* Given data *
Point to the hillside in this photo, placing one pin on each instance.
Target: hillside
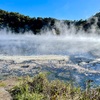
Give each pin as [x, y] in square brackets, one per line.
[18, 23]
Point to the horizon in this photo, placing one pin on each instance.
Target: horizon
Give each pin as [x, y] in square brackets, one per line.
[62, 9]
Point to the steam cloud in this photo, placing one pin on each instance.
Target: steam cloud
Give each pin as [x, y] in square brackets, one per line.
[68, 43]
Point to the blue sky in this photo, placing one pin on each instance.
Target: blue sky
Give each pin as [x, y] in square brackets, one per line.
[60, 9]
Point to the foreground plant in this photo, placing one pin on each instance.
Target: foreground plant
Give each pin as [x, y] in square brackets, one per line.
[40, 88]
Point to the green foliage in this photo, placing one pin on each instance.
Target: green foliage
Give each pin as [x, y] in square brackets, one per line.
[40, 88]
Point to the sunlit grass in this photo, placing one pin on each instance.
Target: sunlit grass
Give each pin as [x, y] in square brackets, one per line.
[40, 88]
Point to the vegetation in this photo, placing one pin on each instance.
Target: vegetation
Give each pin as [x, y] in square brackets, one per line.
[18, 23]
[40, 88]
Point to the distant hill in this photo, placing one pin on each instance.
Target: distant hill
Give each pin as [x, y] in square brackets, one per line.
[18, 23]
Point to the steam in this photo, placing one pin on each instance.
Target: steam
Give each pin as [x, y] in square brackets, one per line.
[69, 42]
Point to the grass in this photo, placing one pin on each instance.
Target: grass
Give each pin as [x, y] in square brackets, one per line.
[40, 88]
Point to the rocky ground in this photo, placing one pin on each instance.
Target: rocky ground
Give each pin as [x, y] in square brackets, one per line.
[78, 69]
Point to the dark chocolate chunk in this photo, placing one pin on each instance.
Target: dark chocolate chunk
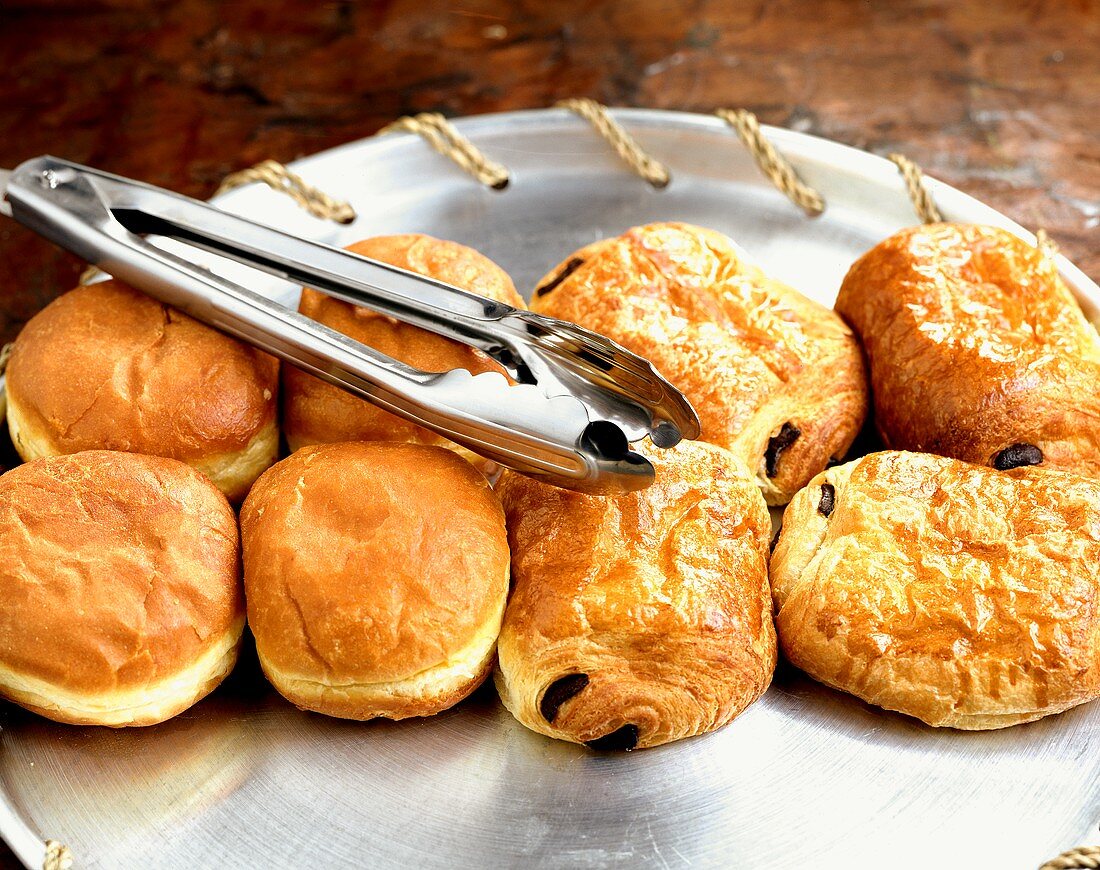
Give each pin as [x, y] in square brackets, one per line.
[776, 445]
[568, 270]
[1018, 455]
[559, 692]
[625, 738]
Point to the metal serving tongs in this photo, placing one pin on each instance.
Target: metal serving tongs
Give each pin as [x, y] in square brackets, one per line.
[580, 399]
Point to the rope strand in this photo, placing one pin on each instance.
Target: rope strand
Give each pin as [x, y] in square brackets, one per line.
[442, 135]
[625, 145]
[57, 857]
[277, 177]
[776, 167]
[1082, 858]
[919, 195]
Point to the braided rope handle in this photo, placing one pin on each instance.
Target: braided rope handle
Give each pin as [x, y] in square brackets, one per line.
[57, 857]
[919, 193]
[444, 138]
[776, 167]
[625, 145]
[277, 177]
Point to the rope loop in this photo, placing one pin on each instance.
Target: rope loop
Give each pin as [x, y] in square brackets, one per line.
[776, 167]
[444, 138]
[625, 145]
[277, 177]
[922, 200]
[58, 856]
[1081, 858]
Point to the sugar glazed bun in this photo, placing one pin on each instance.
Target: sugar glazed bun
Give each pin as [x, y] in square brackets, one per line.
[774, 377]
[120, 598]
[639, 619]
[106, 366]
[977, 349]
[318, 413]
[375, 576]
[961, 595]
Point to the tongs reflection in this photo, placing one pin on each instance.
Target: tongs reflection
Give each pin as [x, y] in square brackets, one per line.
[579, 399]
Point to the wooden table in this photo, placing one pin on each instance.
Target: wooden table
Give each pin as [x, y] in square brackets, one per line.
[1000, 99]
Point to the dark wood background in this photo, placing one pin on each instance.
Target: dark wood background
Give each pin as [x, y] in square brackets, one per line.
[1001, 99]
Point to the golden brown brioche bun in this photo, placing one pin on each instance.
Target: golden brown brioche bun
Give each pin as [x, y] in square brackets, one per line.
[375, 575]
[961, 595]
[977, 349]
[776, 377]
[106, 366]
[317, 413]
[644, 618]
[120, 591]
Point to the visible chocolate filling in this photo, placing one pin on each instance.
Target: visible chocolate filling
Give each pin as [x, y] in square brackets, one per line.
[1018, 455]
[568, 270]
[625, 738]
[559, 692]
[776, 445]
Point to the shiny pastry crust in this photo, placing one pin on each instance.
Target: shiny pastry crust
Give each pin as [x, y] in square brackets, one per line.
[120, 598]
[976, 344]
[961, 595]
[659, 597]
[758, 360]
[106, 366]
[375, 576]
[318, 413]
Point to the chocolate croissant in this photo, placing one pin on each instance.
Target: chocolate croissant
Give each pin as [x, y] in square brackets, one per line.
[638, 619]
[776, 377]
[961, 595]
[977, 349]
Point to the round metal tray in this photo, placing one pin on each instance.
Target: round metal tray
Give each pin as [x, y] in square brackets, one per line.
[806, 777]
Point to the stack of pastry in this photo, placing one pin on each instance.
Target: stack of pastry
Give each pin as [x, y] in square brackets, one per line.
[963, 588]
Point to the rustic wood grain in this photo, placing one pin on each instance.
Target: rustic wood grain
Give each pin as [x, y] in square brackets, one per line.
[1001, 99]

* Aim of the exercise *
Copy all of the rows above word for word, but leave the pictures out of your copy.

* Written response *
Point to the hillside in this photo, placing one pin on each instance.
Target: hillside
Give each pin as [x, y] in square brackets, one per line.
[18, 23]
Point to the horizon in this photo, placing one pin on each instance.
Target: horizon
Give each pin as [x, y] in square brackets, one per line.
[62, 9]
Point to the steam cloud in this photo, placing one pin on each instance.
Target: steam cloud
Give each pin as [x, y] in square brackets, one per line.
[68, 43]
Point to the blue sky in this photo, placing one pin on each instance.
Target: blue sky
Give each pin as [x, y] in square brackets, one per line.
[60, 9]
Point to the foreground plant in this photo, placing one pin on each instance.
Target: foreground plant
Give each pin as [x, y] in square brackets, one per line.
[40, 88]
Point to the green foliage in this photo, placing one pin on each instance.
Target: green foliage
Give each pin as [x, y] in square brackets, one per line.
[40, 88]
Point to the sunlit grass in this photo, placing one pin on each instance.
Target: sunlit grass
Give each pin as [x, y] in square brackets, one per line.
[40, 88]
Point to the vegetation in this photo, placing one pin on each instance.
Target: vegetation
Give each pin as [x, y] in square brackets, one per line.
[18, 23]
[40, 88]
Point to the distant hill in this photo, placing one pin on each instance.
Target: distant hill
Give each pin as [x, y] in square brackets, one per line.
[18, 23]
Point to the steam in this photo, placing one pin on each instance.
Target: steam
Give each pin as [x, y] in square brackets, one per line.
[69, 42]
Point to the grass in this photo, placing one pin on each instance.
Target: grass
Give each pin as [x, y] in square brackets, one per line.
[40, 88]
Point to the rocky ground in this photo, placing one pin on each instance.
Target: rocky ground
Give each pin as [x, y] in square brackets, one per line.
[78, 69]
Point to the dark chocolate chunk in this photo, placing one pin on each instance.
Target: dark chocolate chunk
Give each pin as [x, y] in square brackets, one per line.
[776, 445]
[568, 270]
[1018, 455]
[559, 692]
[625, 738]
Point to the metal serving tongs in this photo, placing one pin on each instance.
Target: metal serving tongs
Give each pin as [x, y] in square brackets, one per line.
[580, 399]
Point to the rope strand in this photo, placing one pin on each instance.
Target: rope strand
Give each pin as [x, y] in square brackets, one per line.
[442, 135]
[625, 145]
[57, 857]
[277, 177]
[776, 167]
[1082, 858]
[919, 195]
Point to the braided rope handle in this photo, placing one pin on each instance.
Target: braided rope handle
Give each pin as [x, y] in square brackets, one per line.
[57, 857]
[919, 193]
[444, 138]
[776, 167]
[625, 145]
[277, 177]
Point to the rope loop in this photo, placing one pin on each instance.
Target: rope loop
Give each pin as [x, y] in square brackets, one per line.
[776, 167]
[444, 138]
[625, 145]
[277, 177]
[922, 200]
[58, 856]
[1081, 858]
Point to the sugar glazed bun in this photo, placing one pin on each instance.
Target: sugar glazed bun
Give each pin as [x, y] in square brackets, one per line.
[774, 377]
[120, 598]
[639, 619]
[106, 366]
[977, 349]
[318, 413]
[375, 576]
[961, 595]
Point to the tongs reflection in this photo, placing one pin on each instance.
Target: tongs reflection
Give each pin as [x, y] in square brackets, one per line.
[579, 399]
Point to the wooden table in this photo, placing one pin on each instance.
Target: wooden table
Give each pin as [x, y] in square brackets, one per line.
[1000, 99]
Point to the dark wood background in this photo, placing one pin on each instance.
Target: dark wood background
Give each pin as [x, y] in square brackets, one per line.
[1001, 99]
Point to the golden brown brioche bun in this photo, placing one pin on each instance.
Target: golden brown brioche bun
Give each pin as [x, y] in square brackets, one per line.
[375, 575]
[961, 595]
[977, 349]
[776, 377]
[106, 366]
[317, 413]
[644, 618]
[120, 591]
Point to the visible chocolate filling in this photo, placing one pin on each instance.
Target: visible chocolate filling
Give each pin as [x, y] in square brackets, one per line.
[1018, 455]
[568, 270]
[625, 738]
[559, 692]
[776, 445]
Point to the shiny pastry crust in this photo, placing one pin on each instance.
Target: shiny pastry crust
Give each pin as [x, y] in square brackets, one per line.
[120, 598]
[976, 344]
[961, 595]
[659, 597]
[758, 360]
[106, 366]
[375, 576]
[318, 413]
Point to the chocolate croissant in this photo, placing one pin on each instance.
Target: chocolate croissant
Give each pin as [x, y] in square brackets, one per line.
[638, 619]
[776, 377]
[961, 595]
[977, 349]
Point to the round metal tray in this photo, placing one pin on each instance.
Target: round metal tray
Give each pin as [x, y] in square brackets, one per line.
[806, 777]
Point to the stack of pastry in this photo, placing one pin on each instance.
Target: stack of pastry
Give each pin as [x, y] in square brackets, one per line.
[963, 588]
Point to the rustic wood grain in this photo, placing one pin on each instance.
Target: rustic wood grain
Give each pin as [x, y] in square brackets, one per line.
[1001, 99]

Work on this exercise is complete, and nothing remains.